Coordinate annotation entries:

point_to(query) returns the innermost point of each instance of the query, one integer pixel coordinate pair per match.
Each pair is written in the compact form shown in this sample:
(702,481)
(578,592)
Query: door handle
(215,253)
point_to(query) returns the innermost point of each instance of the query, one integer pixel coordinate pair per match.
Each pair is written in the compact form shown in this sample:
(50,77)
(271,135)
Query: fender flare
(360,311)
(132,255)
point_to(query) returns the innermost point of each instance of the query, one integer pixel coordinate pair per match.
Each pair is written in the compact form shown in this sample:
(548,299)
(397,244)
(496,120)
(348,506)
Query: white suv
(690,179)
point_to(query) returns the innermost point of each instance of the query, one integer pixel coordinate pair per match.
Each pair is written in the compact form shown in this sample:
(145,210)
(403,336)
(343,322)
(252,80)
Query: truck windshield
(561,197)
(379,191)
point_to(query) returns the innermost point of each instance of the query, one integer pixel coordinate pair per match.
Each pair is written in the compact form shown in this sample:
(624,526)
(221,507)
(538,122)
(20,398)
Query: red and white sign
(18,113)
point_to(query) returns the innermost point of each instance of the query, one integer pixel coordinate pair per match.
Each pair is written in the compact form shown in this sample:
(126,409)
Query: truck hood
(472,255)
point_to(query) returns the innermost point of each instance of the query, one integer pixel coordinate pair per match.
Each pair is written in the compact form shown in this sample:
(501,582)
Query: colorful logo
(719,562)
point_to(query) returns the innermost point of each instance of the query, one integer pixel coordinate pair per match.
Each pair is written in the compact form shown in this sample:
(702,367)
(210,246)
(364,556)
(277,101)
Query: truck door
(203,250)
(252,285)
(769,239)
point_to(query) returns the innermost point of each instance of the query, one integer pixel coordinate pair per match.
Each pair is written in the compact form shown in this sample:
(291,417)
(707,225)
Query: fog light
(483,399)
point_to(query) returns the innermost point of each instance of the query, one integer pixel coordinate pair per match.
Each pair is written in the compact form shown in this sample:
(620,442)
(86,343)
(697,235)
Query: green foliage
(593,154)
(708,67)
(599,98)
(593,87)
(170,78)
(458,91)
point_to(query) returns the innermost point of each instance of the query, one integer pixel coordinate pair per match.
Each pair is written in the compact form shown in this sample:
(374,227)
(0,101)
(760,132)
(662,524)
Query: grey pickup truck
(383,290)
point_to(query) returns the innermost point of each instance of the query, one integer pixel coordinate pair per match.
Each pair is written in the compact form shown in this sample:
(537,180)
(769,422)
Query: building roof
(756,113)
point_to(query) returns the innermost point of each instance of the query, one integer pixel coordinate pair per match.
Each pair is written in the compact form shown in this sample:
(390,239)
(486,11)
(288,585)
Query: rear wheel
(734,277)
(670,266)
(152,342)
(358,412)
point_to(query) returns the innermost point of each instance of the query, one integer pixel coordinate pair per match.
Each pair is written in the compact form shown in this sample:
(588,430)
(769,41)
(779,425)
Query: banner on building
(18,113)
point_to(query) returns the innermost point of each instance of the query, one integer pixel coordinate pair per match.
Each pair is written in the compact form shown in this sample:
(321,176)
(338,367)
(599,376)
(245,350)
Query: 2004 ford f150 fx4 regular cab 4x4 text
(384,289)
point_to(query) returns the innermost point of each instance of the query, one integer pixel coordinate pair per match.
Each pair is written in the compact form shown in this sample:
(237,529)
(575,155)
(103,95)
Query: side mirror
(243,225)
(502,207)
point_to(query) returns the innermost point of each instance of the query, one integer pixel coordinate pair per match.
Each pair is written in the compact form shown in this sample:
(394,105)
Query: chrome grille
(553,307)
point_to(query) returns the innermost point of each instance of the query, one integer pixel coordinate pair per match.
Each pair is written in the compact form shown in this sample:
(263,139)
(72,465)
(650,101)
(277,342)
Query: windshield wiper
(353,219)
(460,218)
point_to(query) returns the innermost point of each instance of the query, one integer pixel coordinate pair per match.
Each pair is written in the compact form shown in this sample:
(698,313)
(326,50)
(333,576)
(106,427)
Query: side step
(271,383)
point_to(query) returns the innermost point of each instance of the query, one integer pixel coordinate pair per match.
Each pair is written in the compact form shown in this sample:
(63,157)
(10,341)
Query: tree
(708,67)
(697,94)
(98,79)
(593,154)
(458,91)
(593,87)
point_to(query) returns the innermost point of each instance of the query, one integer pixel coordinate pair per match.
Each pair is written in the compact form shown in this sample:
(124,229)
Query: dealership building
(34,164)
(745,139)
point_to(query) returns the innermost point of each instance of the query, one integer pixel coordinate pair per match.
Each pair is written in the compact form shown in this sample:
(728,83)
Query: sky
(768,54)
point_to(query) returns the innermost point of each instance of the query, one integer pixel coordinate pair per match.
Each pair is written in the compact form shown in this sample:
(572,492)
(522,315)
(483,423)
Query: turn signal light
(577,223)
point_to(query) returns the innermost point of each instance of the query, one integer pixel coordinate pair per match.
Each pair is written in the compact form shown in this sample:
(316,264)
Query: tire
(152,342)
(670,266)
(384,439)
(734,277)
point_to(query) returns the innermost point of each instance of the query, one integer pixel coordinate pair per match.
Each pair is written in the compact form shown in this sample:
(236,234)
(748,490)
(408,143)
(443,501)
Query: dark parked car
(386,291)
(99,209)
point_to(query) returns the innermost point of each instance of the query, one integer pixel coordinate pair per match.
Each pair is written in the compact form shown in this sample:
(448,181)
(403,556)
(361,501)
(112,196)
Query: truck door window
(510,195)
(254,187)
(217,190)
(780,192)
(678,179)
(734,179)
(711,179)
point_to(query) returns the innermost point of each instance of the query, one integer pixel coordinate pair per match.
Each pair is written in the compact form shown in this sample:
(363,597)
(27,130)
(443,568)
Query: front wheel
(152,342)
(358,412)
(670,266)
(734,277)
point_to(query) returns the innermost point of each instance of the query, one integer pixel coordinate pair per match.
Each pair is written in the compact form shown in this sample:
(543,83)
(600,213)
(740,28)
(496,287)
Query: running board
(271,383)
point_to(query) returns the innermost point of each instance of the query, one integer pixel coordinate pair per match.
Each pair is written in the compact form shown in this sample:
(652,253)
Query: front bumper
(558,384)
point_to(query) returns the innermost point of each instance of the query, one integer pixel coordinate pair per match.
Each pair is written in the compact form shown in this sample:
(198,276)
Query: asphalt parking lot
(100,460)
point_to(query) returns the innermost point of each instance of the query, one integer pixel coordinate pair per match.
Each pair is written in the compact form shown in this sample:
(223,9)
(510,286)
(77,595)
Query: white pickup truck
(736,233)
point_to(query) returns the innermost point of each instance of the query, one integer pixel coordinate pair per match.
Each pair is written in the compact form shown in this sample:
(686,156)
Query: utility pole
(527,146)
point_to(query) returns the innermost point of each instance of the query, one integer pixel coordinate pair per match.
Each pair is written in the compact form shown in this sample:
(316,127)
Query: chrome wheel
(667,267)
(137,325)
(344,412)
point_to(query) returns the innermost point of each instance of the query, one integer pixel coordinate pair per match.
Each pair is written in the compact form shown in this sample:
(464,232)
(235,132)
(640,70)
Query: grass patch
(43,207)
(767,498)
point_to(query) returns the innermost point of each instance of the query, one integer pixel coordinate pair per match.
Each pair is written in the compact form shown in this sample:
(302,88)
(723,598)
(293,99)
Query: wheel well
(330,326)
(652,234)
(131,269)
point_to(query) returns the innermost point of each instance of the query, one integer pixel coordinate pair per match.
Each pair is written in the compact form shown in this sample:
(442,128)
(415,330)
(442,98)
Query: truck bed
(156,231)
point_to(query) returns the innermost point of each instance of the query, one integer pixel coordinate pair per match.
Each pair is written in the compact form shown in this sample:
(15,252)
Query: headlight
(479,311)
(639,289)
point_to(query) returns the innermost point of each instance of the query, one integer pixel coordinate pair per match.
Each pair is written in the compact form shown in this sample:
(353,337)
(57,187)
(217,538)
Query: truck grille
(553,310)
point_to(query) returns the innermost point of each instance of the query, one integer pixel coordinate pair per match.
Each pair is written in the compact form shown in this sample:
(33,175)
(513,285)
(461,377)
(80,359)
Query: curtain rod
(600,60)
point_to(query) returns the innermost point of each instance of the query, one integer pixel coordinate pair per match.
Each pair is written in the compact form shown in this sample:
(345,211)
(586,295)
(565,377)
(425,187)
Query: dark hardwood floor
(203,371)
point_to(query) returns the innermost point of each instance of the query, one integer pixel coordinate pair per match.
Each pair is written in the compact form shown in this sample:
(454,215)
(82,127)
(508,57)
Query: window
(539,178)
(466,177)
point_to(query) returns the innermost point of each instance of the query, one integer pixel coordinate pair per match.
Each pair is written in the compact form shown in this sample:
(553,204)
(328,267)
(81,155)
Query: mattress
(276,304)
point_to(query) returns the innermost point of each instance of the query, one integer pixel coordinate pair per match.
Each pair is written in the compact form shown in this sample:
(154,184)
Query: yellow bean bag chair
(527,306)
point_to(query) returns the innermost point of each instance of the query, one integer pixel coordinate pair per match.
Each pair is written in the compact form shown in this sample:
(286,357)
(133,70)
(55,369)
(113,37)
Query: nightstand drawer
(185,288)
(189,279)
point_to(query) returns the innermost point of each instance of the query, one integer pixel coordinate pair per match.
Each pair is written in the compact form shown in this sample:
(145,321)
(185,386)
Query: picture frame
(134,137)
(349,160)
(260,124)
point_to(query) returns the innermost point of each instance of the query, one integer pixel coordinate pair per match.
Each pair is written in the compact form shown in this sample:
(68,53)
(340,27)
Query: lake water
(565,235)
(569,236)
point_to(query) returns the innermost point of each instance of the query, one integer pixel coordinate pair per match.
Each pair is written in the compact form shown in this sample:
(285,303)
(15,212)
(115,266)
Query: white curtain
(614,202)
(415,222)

_What you are asked to do_:
Please extract every line in the entries above that contains the word "window".

_Expected output_:
Query: truck door window
Query: window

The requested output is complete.